§ Problem description: Filter the records below: which lines contain the string "neck", with uppercase and lowercase counted as different? Copy each of those lines.

§ Point labeling dataset excerpts:
##############################

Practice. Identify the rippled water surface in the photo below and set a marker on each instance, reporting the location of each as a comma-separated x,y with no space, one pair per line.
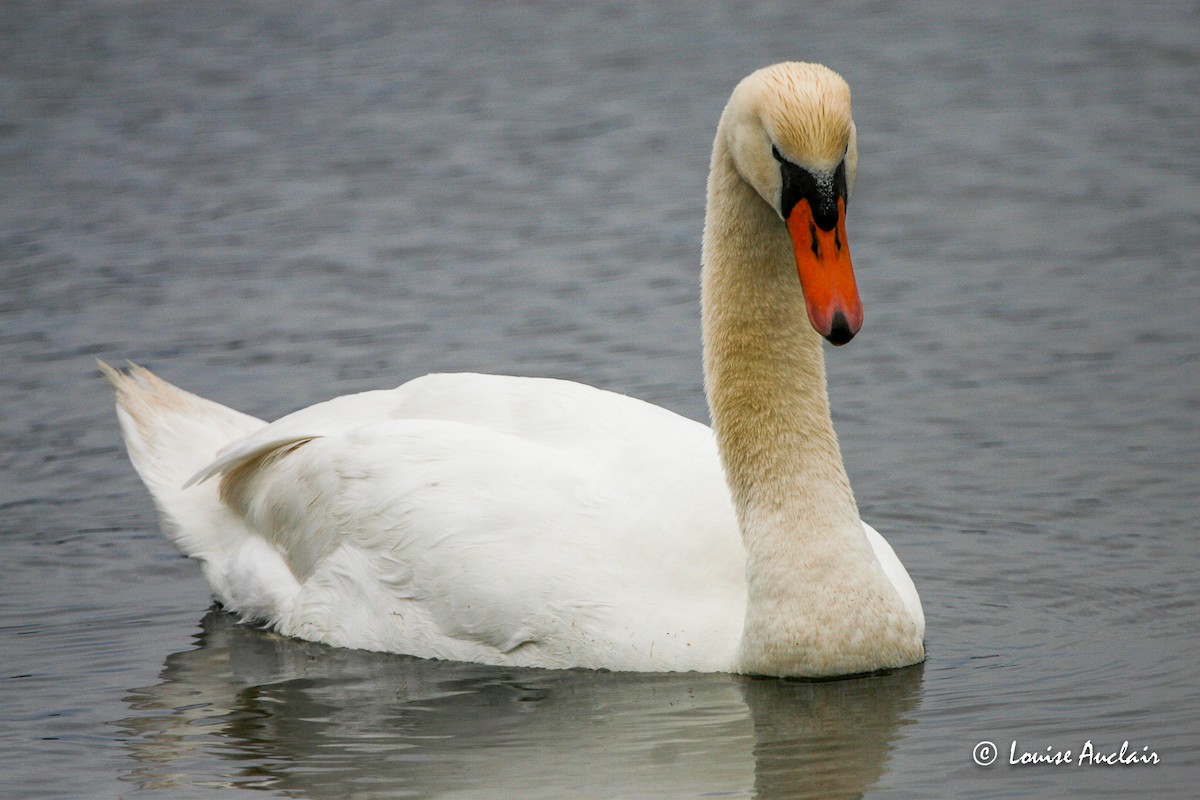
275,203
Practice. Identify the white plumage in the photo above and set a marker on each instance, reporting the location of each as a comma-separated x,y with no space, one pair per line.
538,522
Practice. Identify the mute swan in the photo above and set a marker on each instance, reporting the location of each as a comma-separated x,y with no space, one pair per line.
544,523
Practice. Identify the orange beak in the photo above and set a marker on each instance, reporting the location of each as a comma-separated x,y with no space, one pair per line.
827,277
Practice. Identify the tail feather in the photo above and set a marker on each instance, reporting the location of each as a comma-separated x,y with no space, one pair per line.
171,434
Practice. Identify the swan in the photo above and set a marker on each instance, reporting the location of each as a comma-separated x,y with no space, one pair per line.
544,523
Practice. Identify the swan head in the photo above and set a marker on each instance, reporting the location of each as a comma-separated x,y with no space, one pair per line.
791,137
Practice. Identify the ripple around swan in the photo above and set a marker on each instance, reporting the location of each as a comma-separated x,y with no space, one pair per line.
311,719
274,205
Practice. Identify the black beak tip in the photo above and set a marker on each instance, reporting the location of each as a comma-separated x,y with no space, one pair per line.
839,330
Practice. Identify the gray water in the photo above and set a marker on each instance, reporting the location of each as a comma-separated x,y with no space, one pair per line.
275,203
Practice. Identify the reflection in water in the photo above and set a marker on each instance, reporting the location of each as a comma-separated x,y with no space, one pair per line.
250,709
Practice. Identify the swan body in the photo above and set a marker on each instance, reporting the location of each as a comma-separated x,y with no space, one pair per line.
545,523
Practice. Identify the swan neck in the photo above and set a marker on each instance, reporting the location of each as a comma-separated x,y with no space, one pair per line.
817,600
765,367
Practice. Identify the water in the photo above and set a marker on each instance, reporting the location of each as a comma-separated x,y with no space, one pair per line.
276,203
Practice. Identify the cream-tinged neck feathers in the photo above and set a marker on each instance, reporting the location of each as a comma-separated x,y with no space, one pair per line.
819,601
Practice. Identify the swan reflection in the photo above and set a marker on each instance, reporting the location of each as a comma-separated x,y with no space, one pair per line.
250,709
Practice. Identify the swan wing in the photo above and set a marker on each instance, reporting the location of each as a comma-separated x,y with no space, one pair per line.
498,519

##############################

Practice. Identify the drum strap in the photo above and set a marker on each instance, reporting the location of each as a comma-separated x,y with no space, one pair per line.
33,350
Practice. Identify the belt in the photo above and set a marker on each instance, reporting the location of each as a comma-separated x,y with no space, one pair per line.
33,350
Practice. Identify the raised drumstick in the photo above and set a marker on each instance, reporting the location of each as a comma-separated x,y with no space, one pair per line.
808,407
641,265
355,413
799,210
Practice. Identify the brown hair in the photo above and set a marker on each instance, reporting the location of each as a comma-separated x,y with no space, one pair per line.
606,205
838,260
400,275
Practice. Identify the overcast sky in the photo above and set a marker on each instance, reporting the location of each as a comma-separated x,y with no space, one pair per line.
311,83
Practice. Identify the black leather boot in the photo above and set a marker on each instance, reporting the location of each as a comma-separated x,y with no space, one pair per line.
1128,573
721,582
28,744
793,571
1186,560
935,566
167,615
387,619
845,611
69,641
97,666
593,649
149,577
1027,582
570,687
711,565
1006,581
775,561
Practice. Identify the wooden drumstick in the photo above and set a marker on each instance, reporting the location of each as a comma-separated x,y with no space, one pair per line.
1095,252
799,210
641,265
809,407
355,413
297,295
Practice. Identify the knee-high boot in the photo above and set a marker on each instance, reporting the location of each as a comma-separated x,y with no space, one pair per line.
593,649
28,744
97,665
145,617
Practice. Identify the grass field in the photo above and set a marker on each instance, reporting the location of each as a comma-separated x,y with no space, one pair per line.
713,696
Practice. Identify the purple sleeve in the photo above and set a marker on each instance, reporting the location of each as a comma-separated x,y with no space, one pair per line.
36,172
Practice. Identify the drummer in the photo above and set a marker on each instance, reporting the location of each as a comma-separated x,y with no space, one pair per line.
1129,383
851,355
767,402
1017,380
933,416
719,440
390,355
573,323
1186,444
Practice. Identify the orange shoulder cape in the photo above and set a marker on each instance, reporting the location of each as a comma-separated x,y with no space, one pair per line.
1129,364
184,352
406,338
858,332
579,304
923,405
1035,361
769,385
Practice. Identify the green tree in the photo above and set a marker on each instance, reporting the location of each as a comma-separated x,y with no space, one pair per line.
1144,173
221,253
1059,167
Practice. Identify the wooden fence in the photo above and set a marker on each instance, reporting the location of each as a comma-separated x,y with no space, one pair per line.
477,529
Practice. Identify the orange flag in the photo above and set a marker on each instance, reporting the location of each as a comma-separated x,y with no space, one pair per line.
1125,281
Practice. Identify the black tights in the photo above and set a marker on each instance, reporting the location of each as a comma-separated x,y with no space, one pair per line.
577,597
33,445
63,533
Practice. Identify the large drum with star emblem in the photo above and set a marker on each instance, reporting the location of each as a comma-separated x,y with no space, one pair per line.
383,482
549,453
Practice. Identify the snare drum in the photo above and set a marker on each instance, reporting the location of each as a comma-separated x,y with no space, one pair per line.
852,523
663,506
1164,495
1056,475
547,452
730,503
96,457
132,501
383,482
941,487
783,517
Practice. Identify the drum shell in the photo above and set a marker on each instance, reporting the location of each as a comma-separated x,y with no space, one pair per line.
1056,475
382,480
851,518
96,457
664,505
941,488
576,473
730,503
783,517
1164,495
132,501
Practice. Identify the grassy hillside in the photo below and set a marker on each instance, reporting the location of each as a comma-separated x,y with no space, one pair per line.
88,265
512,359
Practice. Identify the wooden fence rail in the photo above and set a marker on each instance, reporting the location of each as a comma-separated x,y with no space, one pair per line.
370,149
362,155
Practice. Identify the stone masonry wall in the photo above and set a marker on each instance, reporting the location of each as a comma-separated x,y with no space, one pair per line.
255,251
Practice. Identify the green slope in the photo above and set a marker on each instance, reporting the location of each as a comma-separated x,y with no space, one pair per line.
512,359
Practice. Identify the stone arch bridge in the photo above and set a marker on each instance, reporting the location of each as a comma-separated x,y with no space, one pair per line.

##############################

§ Problem solution:
Practice. Identify the swan neck in the photo above and set a marker on each instance, reporting the location of each as a comma-separated x,y with no space, one pair per line.
Practice. Identify the cream-tinged neck feathers in the photo above and set a marker on each instance, reporting the location of each as a comma-separated x,y with no space, one pair per line.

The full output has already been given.